Problem to solve.
Rewrite every line in the rows below as a numbered list, omitting any blank lines.

======

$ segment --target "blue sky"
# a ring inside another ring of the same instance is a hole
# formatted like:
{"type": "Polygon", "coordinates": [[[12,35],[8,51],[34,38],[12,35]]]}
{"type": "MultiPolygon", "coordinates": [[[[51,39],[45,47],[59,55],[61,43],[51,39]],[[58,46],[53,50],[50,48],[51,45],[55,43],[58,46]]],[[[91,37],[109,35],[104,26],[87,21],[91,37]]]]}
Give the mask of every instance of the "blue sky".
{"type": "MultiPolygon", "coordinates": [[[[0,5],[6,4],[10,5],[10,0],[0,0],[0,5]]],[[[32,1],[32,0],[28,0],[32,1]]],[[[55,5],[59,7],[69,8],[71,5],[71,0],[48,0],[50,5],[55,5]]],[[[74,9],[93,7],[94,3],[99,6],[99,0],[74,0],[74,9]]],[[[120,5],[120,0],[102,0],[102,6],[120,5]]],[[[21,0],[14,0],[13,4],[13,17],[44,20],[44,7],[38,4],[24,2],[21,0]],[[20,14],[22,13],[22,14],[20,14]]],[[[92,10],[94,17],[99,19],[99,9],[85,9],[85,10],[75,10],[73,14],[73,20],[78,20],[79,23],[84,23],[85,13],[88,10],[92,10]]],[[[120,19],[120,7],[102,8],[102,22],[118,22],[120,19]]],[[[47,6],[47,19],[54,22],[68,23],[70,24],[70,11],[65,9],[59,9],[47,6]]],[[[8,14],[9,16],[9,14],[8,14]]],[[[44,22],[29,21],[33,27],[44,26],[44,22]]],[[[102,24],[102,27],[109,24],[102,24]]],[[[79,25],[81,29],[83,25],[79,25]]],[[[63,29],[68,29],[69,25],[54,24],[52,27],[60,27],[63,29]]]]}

======

Correct answer.
1. $ segment --target "blue sky"
2. # a ring inside another ring of the same instance is a hole
3. # formatted like:
4. {"type": "Polygon", "coordinates": [[[12,35],[8,51],[34,38],[12,35]]]}
5. {"type": "MultiPolygon", "coordinates": [[[[51,39],[45,47],[59,55],[61,43],[51,39]],[[58,46],[53,50],[50,48],[51,45],[55,43],[58,46]]],[[[91,37],[109,35],[104,26],[87,21],[91,37]]]]}
6. Give the mask of every instance of the "blue sky".
7. {"type": "MultiPolygon", "coordinates": [[[[0,5],[6,4],[10,5],[10,0],[0,0],[0,5]]],[[[32,1],[32,0],[28,0],[32,1]]],[[[55,5],[59,7],[69,8],[71,5],[71,0],[48,0],[50,5],[55,5]]],[[[74,9],[93,7],[94,3],[99,6],[99,0],[74,0],[74,9]]],[[[120,5],[120,0],[102,0],[102,6],[120,5]]],[[[21,0],[14,0],[13,4],[13,17],[44,20],[44,7],[38,4],[24,2],[21,0]],[[20,14],[22,13],[22,14],[20,14]]],[[[92,10],[94,17],[99,19],[99,9],[85,9],[85,10],[75,10],[73,14],[73,20],[78,20],[79,23],[84,23],[85,13],[88,10],[92,10]]],[[[120,19],[120,7],[102,8],[102,22],[118,22],[120,19]]],[[[47,6],[47,19],[54,22],[68,23],[70,24],[70,11],[65,9],[59,9],[47,6]]],[[[8,14],[9,16],[9,14],[8,14]]],[[[44,22],[29,21],[33,27],[44,26],[44,22]]],[[[102,24],[102,27],[109,24],[102,24]]],[[[79,25],[81,29],[83,25],[79,25]]],[[[63,29],[68,29],[69,25],[54,24],[52,27],[60,27],[63,29]]]]}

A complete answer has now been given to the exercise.